(Source records)
--- START ---

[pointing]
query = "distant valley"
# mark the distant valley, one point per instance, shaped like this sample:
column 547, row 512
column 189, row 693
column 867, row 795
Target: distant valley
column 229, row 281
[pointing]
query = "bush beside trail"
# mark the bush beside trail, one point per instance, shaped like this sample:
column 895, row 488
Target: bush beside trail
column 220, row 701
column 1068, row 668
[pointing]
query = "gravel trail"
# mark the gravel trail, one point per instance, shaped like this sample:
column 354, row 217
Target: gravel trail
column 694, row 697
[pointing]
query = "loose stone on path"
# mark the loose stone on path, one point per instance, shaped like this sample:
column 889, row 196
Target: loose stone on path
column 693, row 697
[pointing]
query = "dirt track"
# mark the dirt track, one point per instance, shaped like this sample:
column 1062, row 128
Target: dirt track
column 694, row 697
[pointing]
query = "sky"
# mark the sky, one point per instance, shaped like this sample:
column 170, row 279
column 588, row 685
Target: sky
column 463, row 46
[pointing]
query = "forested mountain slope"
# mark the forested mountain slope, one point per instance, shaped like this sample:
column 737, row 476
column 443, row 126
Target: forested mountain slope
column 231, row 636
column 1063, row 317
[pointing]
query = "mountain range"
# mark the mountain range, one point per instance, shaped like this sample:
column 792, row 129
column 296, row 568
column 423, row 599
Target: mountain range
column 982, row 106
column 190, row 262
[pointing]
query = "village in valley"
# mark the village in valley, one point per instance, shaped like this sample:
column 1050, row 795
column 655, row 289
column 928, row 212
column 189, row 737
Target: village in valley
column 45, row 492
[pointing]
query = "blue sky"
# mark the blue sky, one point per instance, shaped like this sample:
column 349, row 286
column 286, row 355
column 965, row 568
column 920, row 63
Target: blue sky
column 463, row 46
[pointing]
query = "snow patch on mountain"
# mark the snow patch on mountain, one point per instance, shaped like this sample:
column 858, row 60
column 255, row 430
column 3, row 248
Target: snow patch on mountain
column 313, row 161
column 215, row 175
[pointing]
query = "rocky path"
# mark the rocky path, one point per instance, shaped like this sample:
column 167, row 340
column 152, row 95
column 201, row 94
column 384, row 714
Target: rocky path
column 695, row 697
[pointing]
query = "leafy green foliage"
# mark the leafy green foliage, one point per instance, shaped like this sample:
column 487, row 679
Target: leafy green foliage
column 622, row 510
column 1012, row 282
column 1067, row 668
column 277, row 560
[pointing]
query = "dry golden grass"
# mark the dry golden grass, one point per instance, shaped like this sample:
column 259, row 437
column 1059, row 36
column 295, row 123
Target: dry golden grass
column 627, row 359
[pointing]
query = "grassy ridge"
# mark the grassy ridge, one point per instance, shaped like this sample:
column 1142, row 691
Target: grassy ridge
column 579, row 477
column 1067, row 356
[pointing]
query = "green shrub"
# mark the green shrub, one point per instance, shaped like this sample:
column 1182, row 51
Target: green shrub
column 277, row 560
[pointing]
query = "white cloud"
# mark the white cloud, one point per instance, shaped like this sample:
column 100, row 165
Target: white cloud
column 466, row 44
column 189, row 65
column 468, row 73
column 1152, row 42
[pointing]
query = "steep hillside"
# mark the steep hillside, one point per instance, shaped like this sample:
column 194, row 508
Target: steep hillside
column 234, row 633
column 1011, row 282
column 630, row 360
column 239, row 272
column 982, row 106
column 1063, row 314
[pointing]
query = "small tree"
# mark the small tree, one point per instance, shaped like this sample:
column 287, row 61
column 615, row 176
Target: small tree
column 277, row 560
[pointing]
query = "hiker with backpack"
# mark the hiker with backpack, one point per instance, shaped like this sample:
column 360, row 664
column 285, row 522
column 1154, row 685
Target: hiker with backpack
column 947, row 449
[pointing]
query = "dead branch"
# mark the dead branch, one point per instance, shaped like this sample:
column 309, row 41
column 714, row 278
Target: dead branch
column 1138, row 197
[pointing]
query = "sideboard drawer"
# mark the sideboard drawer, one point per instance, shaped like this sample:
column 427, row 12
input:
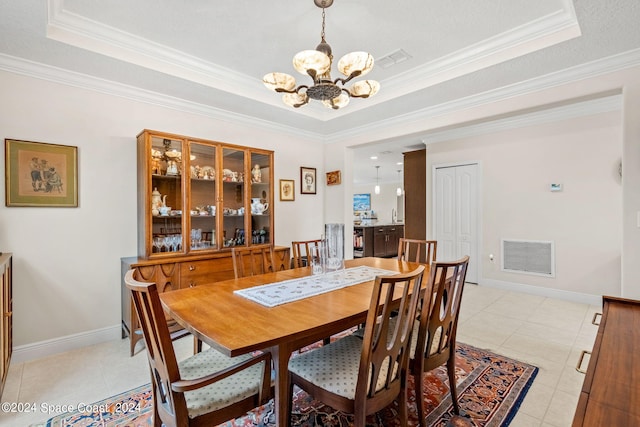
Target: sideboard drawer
column 194, row 273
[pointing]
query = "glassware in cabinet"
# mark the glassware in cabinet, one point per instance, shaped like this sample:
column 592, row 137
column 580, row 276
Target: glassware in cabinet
column 261, row 202
column 233, row 197
column 195, row 195
column 203, row 197
column 166, row 195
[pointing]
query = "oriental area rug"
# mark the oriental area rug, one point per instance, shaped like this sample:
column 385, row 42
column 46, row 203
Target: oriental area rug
column 490, row 390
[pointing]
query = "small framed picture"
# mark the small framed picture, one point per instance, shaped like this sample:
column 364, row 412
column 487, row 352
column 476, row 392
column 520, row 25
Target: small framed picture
column 287, row 190
column 307, row 180
column 40, row 174
column 333, row 178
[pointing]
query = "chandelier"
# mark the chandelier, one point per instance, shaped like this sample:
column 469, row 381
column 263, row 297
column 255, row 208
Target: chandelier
column 317, row 65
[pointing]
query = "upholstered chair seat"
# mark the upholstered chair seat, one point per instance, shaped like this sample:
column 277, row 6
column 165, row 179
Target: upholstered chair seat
column 344, row 357
column 225, row 392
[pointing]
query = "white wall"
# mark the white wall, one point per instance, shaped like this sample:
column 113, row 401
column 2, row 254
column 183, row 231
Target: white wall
column 67, row 260
column 583, row 220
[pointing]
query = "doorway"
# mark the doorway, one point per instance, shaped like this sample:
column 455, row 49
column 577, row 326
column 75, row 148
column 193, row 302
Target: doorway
column 455, row 214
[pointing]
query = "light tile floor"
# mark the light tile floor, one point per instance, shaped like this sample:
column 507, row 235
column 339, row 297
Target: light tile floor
column 545, row 332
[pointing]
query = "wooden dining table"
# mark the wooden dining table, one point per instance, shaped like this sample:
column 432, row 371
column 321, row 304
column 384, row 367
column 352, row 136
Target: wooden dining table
column 235, row 325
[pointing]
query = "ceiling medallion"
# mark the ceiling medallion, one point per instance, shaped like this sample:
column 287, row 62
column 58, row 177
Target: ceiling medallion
column 317, row 64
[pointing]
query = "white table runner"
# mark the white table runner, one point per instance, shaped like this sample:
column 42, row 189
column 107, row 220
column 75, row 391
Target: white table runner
column 286, row 291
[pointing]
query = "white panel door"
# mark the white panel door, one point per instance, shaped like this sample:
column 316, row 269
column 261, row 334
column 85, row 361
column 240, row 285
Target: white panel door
column 456, row 215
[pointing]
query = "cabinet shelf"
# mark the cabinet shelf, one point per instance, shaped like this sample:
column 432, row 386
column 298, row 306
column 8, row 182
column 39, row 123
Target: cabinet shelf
column 212, row 174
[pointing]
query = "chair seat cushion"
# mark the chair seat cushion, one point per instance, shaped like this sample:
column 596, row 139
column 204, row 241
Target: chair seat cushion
column 222, row 393
column 334, row 367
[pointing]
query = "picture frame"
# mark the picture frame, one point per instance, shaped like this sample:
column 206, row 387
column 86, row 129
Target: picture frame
column 307, row 180
column 287, row 190
column 334, row 178
column 361, row 203
column 39, row 174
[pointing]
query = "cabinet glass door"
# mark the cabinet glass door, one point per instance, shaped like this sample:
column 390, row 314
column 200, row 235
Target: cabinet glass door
column 203, row 209
column 233, row 197
column 260, row 198
column 166, row 196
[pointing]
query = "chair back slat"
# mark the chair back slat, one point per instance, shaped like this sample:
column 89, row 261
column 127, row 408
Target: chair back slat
column 252, row 260
column 302, row 252
column 439, row 318
column 385, row 352
column 162, row 359
column 416, row 250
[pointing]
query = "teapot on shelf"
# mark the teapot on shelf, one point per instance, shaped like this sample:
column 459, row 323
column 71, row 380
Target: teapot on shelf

--- END ---

» Task prompt
Exclude every picture and copy the remaining data exactly.

» Full output
[pointing]
query = "distant valley"
# mark the distant valley, one point per instance, shaped like this sample:
column 547, row 512
column 189, row 693
column 867, row 795
Target: distant valley
column 229, row 281
[pointing]
query = "bush beside trail"
# mark the bush beside trail, one point per instance, shaped like this sample:
column 895, row 488
Target: bush beside trail
column 220, row 701
column 1068, row 668
[pointing]
query = "gravel trail"
# mark the gravel trail, one point per instance, shaped like this sample:
column 354, row 217
Target: gravel trail
column 694, row 697
[pointing]
query = "loose stone on path"
# mark the loose stone on path, one point per instance, shaped like this sample:
column 889, row 196
Target: loose stone on path
column 693, row 697
[pointing]
query = "dirt track"
# mark the dirt track, one point per instance, shaped like this sample:
column 1062, row 128
Target: dirt track
column 694, row 697
[pointing]
query = "sky"
# mark the sky, one point per instance, shaped like this sample:
column 170, row 279
column 588, row 685
Target: sky
column 463, row 46
[pointing]
query = "forested mountain slope"
# mark the forested mountain slope, one point per instance, shaped like this sample:
column 737, row 476
column 443, row 126
Target: forested mountain slope
column 231, row 636
column 1063, row 317
[pointing]
query = "mountain range"
# mark the mountain range, one point per instance, shaped like this sample:
column 792, row 129
column 296, row 568
column 423, row 599
Target: mountain range
column 982, row 106
column 190, row 262
[pointing]
query = "village in valley"
# mark the village in valley, one point per instance, shaped like this sample:
column 1050, row 795
column 655, row 289
column 928, row 212
column 189, row 737
Target: village in valley
column 45, row 492
[pointing]
query = "blue sky"
# mark the blue sky, one point per instance, shaped like this sample:
column 349, row 286
column 286, row 355
column 965, row 568
column 920, row 63
Target: blue sky
column 463, row 46
[pointing]
query = "snow patch on mountain"
# mark the snow patch on mountain, one point per instance, shaped like this sample:
column 858, row 60
column 255, row 430
column 3, row 248
Target: snow patch on mountain
column 313, row 161
column 215, row 175
[pointing]
query = "rocky path"
# mark the rocky path, one point per instance, shaped like this sample:
column 167, row 340
column 152, row 95
column 201, row 94
column 384, row 714
Target: rocky path
column 695, row 697
[pointing]
query = "leafy green foliage"
# mark the leafy green foliage, one point per instance, shaped like this sample:
column 487, row 679
Target: leafy green foliage
column 622, row 510
column 1012, row 282
column 1067, row 668
column 277, row 560
[pointing]
query = "dry golden grass"
# mark the dry golden grass, one point per instance, shaped like this sample:
column 259, row 437
column 1059, row 36
column 295, row 123
Target: dry golden grass
column 627, row 359
[pointing]
query = "grassy ridge"
# mark the grassy ridge, one point per instance, shaped like this sample:
column 1142, row 691
Target: grassy ridge
column 579, row 477
column 1067, row 356
[pointing]
query = "green shrub"
# mark the green shrub, one point per instance, shaped like this sample:
column 1182, row 51
Target: green shrub
column 277, row 560
[pointing]
query = "white cloud"
# mark the white cloud, one point per instance, shaped like this sample:
column 100, row 165
Target: white cloud
column 466, row 44
column 189, row 65
column 468, row 73
column 1152, row 42
[pointing]
query = "steep hillside"
# mark the steep hillside, one point per instance, shaped like this sample:
column 194, row 508
Target: steep hillside
column 234, row 633
column 1011, row 282
column 630, row 360
column 239, row 272
column 982, row 106
column 1063, row 314
[pointing]
query = "small tree"
# mark the small tree, one point per instance, shaped like this sample:
column 287, row 61
column 615, row 176
Target: small tree
column 277, row 560
[pointing]
query = "hiker with backpack"
# mark the hiker with backpack, one point per instance, shaped like this sample:
column 360, row 664
column 285, row 522
column 1154, row 685
Target: hiker with backpack
column 947, row 449
[pointing]
query = "dead branch"
# mark the dead branch, one point per instance, shaped like this sample:
column 309, row 41
column 714, row 278
Target: dead branch
column 1138, row 197
[pointing]
query = "sideboard drawer"
# mark the sideboard drawer, one point per instance, shaped like this sample:
column 427, row 12
input:
Target: sideboard drawer
column 194, row 273
[pointing]
query = "glassware in cabinet"
# mark the glassware in cabinet, one point per instance, shaped like this sample:
column 592, row 137
column 580, row 276
Target: glassware in cabinet
column 261, row 202
column 233, row 197
column 195, row 195
column 203, row 197
column 166, row 195
[pointing]
query = "oriental area rug"
# mark the oriental area rug, one point per instance, shaped like this sample:
column 385, row 42
column 46, row 203
Target: oriental area rug
column 490, row 390
[pointing]
query = "small framed picture"
# mark the small framed picture, one point per instance, shaped like this sample:
column 364, row 412
column 487, row 352
column 476, row 392
column 520, row 25
Target: small framed picture
column 287, row 190
column 307, row 180
column 40, row 174
column 333, row 178
[pointing]
query = "chandelier"
# mark the chandelier, one point per instance, shaped like this sample:
column 469, row 381
column 263, row 297
column 255, row 208
Target: chandelier
column 317, row 65
[pointing]
query = "upholstered chair seat"
# mark the upholstered chair seat, one point per instance, shaped like this sample:
column 277, row 6
column 165, row 179
Target: upholstered chair seat
column 344, row 357
column 225, row 392
[pointing]
query = "white wall"
# mark the white wall, one point per instance, shaped like this sample:
column 113, row 401
column 2, row 254
column 183, row 231
Target: white wall
column 67, row 260
column 583, row 220
[pointing]
query = "doorway"
# mark the doorway, one point per instance, shaped like this sample:
column 455, row 49
column 577, row 326
column 75, row 148
column 193, row 302
Target: doorway
column 455, row 214
[pointing]
query = "light tile floor"
# mark the light tile floor, one point per instance, shaped like this sample:
column 507, row 235
column 339, row 297
Target: light tile floor
column 545, row 332
[pointing]
query = "wooden dining table"
# mark the wooden dining table, one point per instance, shaped like this sample:
column 432, row 371
column 321, row 304
column 384, row 367
column 352, row 136
Target: wooden dining table
column 235, row 325
[pointing]
query = "ceiling medallion"
# mark the ceiling medallion, one point per instance, shaped like this sample:
column 287, row 62
column 58, row 177
Target: ceiling medallion
column 317, row 64
[pointing]
query = "white table runner"
# mark the white table runner, one point per instance, shaped like this sample:
column 42, row 189
column 107, row 220
column 75, row 391
Target: white table runner
column 286, row 291
[pointing]
query = "white panel door"
# mark the white panel door, one point per instance, shaped like this sample:
column 316, row 269
column 261, row 334
column 85, row 361
column 240, row 285
Target: white panel door
column 456, row 215
[pointing]
query = "cabinet shelf"
# mark the cabinet shelf, one point per instance, shaped like this sample:
column 432, row 386
column 298, row 306
column 8, row 182
column 39, row 123
Target: cabinet shelf
column 212, row 174
[pointing]
query = "chair seat cushion"
# mark the chair seat cushion, one point per instance, shaped like this sample:
column 596, row 139
column 204, row 241
Target: chair seat cushion
column 222, row 393
column 334, row 367
[pointing]
query = "picture frame"
# mark the picture frame, one point per instance, shaped like this sample:
column 206, row 387
column 86, row 129
Target: picture frame
column 307, row 180
column 287, row 190
column 334, row 178
column 361, row 203
column 39, row 174
[pointing]
query = "cabinet glass door"
# mark the cabinet glass door, one point per instance, shaped like this sample:
column 390, row 314
column 200, row 235
Target: cabinet glass door
column 203, row 209
column 233, row 197
column 260, row 198
column 166, row 196
[pointing]
query = "chair back slat"
# mark the chair back slat, one point per instance, shaped like this sample:
column 89, row 261
column 127, row 408
Target: chair back slat
column 252, row 260
column 302, row 252
column 439, row 318
column 385, row 352
column 162, row 359
column 416, row 250
[pointing]
query = "teapot on shelf"
# mark the teapot on shelf, one point per instance, shaped like this sample:
column 459, row 323
column 71, row 380
Target: teapot on shelf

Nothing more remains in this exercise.